REQUIREMENT 1:
Answer each question from the breast cancer Weibo abstract, one per line:
(a) In which country did the study set out to understand the experiences of those affected by breast cancer?
(b) How many relevant Weibo posts were collected?
(c) Which lexicon was used for the sentiment analysis?
REQUIREMENT 2: Write what comes next in the breast cancer Weibo abstract, starting after its final sentence.

======== PROVIDED PASSAGE ========

Objective: With the goal of understanding the different experiences of those affected by breast cancer in China, we aimed to explore how content and language used in relevant posts differ according to who the poster is and what their relationship with the patient is and whether there are differences in emotional expression and topic content if the patient is the poster themselves or a friend, family member, relative, or acquaintance.
Methods: We used Weibo as a resource to examine how posts differ according to the different poster-patient relationships. We collected a total of 10,322 relevant Weibo posts. Using a 2-step analysis method, we fine-tuned 2 Chinese Robustly Optimized Bidirectional Encoder Representations from Transformers (BERT) Pretraining Approach models on this data set with annotated poster-patient relationships. These models were lined in sequence, first a binary classifier (no_patient or patient) and then a multiclass classifier (post_user, family_members, friends_relatives, acquaintances, heard_relation), to classify poster-patient relationships. Next, we used the Linguistic Inquiry and Word Count lexicon to conduct sentiment analysis from 5 emotion categories (positive and negative emotions, anger, sadness, and anxiety), followed by topic modeling (BERTopic).

======== DATA LISTING ========

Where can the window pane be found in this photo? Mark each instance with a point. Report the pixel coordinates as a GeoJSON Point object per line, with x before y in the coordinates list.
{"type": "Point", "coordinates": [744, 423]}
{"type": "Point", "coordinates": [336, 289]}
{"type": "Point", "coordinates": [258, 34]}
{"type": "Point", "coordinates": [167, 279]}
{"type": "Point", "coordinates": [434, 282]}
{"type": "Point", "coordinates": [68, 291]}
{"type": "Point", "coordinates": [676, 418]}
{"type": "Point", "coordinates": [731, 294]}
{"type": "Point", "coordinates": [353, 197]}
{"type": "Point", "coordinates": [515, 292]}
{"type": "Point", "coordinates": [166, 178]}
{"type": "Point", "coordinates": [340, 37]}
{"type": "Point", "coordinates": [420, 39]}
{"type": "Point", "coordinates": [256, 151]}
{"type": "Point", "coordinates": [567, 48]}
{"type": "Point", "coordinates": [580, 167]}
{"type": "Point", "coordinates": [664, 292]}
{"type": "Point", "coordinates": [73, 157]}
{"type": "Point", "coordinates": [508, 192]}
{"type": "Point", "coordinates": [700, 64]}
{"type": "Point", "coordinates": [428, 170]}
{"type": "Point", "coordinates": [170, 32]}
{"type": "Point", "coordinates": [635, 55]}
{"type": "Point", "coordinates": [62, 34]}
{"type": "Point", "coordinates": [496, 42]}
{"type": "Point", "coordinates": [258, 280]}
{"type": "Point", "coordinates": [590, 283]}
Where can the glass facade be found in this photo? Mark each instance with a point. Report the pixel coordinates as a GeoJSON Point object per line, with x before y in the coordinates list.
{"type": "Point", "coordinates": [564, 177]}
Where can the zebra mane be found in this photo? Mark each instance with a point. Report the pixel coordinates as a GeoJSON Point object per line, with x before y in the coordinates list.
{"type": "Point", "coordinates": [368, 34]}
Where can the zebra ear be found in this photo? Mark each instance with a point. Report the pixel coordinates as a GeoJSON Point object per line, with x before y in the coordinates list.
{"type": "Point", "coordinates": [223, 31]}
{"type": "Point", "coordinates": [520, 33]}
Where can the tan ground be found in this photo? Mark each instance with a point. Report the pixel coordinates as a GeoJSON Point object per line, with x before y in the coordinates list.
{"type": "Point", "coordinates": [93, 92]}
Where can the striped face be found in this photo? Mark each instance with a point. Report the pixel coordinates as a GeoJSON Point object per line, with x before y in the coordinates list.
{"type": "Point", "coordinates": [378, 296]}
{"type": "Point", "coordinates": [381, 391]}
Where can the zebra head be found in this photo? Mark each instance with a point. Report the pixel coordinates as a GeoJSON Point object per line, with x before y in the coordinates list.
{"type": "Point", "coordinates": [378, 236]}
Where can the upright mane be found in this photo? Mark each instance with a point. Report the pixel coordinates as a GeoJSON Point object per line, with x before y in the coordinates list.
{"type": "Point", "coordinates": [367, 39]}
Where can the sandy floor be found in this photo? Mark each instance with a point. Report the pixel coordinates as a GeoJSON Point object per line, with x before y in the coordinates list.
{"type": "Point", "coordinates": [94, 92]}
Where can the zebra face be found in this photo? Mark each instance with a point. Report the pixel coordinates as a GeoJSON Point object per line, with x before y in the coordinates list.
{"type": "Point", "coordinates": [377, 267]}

========

EXERCISE ANSWER 1:
(a) China
(b) 10,322
(c) The Linguistic Inquiry and Word Count lexicon

EXERCISE ANSWER 2:
Results: Our binary model (F1-score=0.92) and multiclass model (F1-score=0.83) were largely able to classify poster-patient relationships accurately. Subsequent sentiment analysis showed significant differences in emotion categories across all poster-patient relationships. Notably, negative emotions and anger were higher for the "no_patient" class, but sadness and anxiety were higher for the "family_members" class. Focusing on the top 30 topics, we also noted that topics on fears and anger toward cancer were higher in the "no_patient" class, but topics on cancer treatment were higher in the "family_members" class.
Conclusions: Chinese users post different types of content, depending on the poster- poster-patient relationships. If the patient is family, posts are sadder and more anxious but also contain more content on treatments. However, if no patient is detected, posts show higher levels of anger. We think that these may stem from rants from posters, which may help with emotion regulation and gathering social support.